**The task**
In full and without change, retype the records.
BEGIN Data section
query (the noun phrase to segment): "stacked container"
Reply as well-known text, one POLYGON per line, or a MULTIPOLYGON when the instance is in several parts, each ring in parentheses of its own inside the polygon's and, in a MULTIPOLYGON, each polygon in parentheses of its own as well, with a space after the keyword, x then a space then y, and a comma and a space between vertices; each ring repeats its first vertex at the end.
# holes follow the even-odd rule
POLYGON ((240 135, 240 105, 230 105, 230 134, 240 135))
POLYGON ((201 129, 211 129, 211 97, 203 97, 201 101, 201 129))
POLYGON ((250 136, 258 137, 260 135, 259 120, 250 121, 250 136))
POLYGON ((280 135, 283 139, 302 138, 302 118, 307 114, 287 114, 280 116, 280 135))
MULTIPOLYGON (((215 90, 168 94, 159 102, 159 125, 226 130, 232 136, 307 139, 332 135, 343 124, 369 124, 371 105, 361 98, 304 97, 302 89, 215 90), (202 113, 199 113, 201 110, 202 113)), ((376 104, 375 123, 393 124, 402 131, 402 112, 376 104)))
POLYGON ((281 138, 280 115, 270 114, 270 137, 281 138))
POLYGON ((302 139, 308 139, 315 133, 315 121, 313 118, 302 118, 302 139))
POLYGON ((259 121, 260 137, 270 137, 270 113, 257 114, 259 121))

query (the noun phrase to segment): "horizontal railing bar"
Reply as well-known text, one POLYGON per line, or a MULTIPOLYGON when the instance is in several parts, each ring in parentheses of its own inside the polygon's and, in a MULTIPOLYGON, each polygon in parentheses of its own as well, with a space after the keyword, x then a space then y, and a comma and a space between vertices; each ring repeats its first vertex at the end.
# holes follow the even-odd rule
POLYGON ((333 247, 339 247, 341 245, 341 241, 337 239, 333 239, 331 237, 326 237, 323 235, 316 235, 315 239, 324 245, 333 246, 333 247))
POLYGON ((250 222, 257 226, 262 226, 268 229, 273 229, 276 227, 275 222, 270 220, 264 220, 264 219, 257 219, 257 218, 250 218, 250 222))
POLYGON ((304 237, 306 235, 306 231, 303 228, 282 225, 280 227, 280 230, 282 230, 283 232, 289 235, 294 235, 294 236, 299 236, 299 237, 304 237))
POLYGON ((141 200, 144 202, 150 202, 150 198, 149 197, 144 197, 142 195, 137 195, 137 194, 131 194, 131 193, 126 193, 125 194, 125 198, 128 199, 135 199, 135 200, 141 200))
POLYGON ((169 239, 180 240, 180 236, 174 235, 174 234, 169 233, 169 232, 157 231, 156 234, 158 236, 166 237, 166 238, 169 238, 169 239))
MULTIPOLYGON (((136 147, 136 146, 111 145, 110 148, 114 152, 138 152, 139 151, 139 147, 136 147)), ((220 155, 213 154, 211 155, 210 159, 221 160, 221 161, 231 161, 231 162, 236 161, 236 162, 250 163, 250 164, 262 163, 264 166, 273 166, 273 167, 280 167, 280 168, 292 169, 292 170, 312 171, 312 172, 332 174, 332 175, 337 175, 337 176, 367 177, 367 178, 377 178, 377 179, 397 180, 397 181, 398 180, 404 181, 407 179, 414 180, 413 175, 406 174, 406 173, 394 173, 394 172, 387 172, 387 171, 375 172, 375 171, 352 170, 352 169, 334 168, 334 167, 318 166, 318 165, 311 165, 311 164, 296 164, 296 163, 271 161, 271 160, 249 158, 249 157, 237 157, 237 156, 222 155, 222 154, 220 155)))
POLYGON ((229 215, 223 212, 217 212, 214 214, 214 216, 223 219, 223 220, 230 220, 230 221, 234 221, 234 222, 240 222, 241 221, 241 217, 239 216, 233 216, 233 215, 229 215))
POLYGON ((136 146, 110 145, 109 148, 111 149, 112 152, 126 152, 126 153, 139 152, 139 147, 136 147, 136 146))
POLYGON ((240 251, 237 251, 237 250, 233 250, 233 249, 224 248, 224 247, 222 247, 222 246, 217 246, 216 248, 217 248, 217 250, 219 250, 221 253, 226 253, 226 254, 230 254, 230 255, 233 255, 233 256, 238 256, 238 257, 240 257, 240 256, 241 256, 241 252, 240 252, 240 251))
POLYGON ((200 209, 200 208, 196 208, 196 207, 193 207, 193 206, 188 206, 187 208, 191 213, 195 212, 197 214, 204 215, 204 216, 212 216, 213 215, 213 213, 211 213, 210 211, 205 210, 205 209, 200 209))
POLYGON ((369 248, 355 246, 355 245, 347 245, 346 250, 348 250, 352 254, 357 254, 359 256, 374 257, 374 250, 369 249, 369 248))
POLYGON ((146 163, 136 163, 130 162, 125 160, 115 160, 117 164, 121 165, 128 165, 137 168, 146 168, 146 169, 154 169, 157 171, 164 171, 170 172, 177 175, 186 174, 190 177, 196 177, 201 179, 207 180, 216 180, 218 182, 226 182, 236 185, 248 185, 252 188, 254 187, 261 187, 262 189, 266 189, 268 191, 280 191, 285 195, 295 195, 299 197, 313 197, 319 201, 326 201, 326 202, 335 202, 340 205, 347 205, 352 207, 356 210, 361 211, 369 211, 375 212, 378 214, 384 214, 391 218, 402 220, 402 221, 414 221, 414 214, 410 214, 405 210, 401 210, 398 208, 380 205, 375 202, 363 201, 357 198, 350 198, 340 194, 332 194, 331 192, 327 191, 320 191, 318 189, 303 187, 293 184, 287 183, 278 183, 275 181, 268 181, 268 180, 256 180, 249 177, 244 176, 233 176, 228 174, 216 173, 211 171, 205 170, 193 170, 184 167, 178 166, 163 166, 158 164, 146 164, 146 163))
END Data section
**Task solution**
query (the noun phrase to segment): "stacked container"
Reply as well-known text, one POLYGON per line, or a MULTIPOLYGON when the instance is in several parts, each ring in parentheses of its own inside the polygon's and, in a MULTIPOLYGON, each polygon in parentheses of its own as well, with a space after the keyword, x then a space then y, and a comma and a space between vertices; each ring repeats its first vertex at the end.
# holes follow the even-odd rule
POLYGON ((240 135, 240 105, 230 105, 230 134, 240 135))
POLYGON ((201 129, 211 129, 211 97, 203 97, 201 101, 201 129))
POLYGON ((250 136, 258 137, 260 135, 259 120, 250 121, 250 136))
POLYGON ((280 135, 283 139, 302 138, 302 118, 307 114, 287 114, 280 116, 280 135))
MULTIPOLYGON (((215 90, 168 94, 159 102, 159 125, 226 130, 232 136, 307 139, 332 135, 343 124, 369 124, 371 105, 361 98, 304 97, 302 89, 215 90), (202 113, 199 113, 201 110, 202 113)), ((376 104, 375 123, 393 124, 402 131, 402 112, 376 104)))
POLYGON ((281 138, 280 115, 270 114, 270 137, 281 138))
POLYGON ((302 139, 308 139, 315 133, 315 121, 313 118, 302 118, 302 139))
POLYGON ((259 121, 260 137, 270 137, 270 113, 257 114, 259 121))

query (the noun phrase to segment): "horizontal railing bar"
Reply as well-known text, one POLYGON per line, or a MULTIPOLYGON when the instance is in several parts, each ring in parentheses of its own inside the polygon's and, in a MULTIPOLYGON, each polygon in parentheses of its own as well, with a space after the keyword, x then a space then y, and a comma and a space between vertices; each ring repeats its first vertex at the end.
# holes follow the even-odd rule
POLYGON ((333 247, 339 247, 341 245, 341 241, 337 239, 333 239, 331 237, 326 237, 323 235, 316 235, 315 239, 324 245, 333 246, 333 247))
POLYGON ((250 222, 257 226, 262 226, 268 229, 273 229, 276 227, 275 222, 270 220, 264 220, 264 219, 257 219, 257 218, 250 218, 250 222))
POLYGON ((304 237, 306 235, 306 231, 303 228, 282 225, 280 227, 280 230, 282 230, 283 232, 289 235, 294 235, 294 236, 299 236, 299 237, 304 237))
POLYGON ((141 200, 144 202, 150 202, 150 198, 149 197, 144 197, 142 195, 137 195, 137 194, 131 194, 131 193, 126 193, 125 194, 125 198, 128 199, 135 199, 135 200, 141 200))
POLYGON ((169 239, 180 240, 180 236, 174 235, 174 234, 169 233, 169 232, 157 231, 156 234, 158 236, 166 237, 166 238, 169 238, 169 239))
MULTIPOLYGON (((136 147, 136 146, 111 145, 110 148, 114 152, 138 152, 139 151, 139 147, 136 147)), ((220 155, 213 154, 211 155, 210 159, 221 160, 221 161, 231 161, 231 162, 236 161, 236 162, 250 163, 250 164, 262 163, 264 166, 273 166, 273 167, 280 167, 280 168, 292 169, 292 170, 312 171, 312 172, 332 174, 332 175, 337 175, 337 176, 367 177, 367 178, 377 178, 377 179, 397 180, 397 181, 398 180, 404 181, 407 179, 414 180, 413 175, 406 174, 406 173, 394 173, 394 172, 387 172, 387 171, 375 172, 375 171, 352 170, 352 169, 334 168, 334 167, 318 166, 318 165, 311 165, 311 164, 296 164, 296 163, 271 161, 271 160, 249 158, 249 157, 237 157, 237 156, 222 155, 222 154, 220 155)))
POLYGON ((229 215, 223 212, 217 212, 214 214, 214 216, 223 219, 223 220, 230 220, 230 221, 234 221, 234 222, 240 222, 241 221, 241 217, 239 216, 233 216, 233 215, 229 215))
POLYGON ((136 146, 110 145, 109 148, 111 149, 112 152, 126 152, 126 153, 139 152, 139 147, 136 147, 136 146))
POLYGON ((240 251, 237 251, 237 250, 233 250, 233 249, 224 248, 224 247, 222 247, 222 246, 217 246, 216 248, 217 248, 217 250, 219 250, 221 253, 226 253, 226 254, 230 254, 230 255, 233 255, 233 256, 238 256, 238 257, 240 257, 240 256, 241 256, 241 252, 240 252, 240 251))
POLYGON ((200 209, 200 208, 196 208, 196 207, 193 207, 193 206, 188 206, 187 208, 191 213, 195 212, 197 214, 204 215, 204 216, 212 216, 213 215, 213 213, 211 213, 210 211, 205 210, 205 209, 200 209))
POLYGON ((369 248, 355 246, 355 245, 347 245, 346 250, 348 250, 352 254, 357 254, 359 256, 374 257, 374 250, 369 249, 369 248))
POLYGON ((146 163, 136 163, 130 162, 125 160, 115 160, 117 164, 121 165, 128 165, 137 168, 146 168, 146 169, 154 169, 157 171, 164 171, 170 172, 177 175, 186 174, 190 177, 196 177, 201 179, 207 180, 216 180, 218 182, 226 182, 236 185, 248 185, 252 188, 254 187, 261 187, 262 189, 266 189, 268 191, 280 191, 285 195, 295 195, 299 197, 313 197, 319 201, 326 201, 326 202, 335 202, 340 205, 347 205, 352 207, 356 210, 361 211, 369 211, 375 212, 378 214, 384 214, 391 218, 402 220, 402 221, 414 221, 414 214, 410 214, 405 210, 401 210, 398 208, 380 205, 375 202, 363 201, 357 198, 350 198, 340 194, 332 194, 331 192, 327 191, 320 191, 318 189, 303 187, 293 184, 287 183, 278 183, 275 181, 268 181, 268 180, 256 180, 249 177, 244 176, 233 176, 228 174, 216 173, 211 171, 205 170, 193 170, 184 167, 178 166, 163 166, 158 164, 146 164, 146 163))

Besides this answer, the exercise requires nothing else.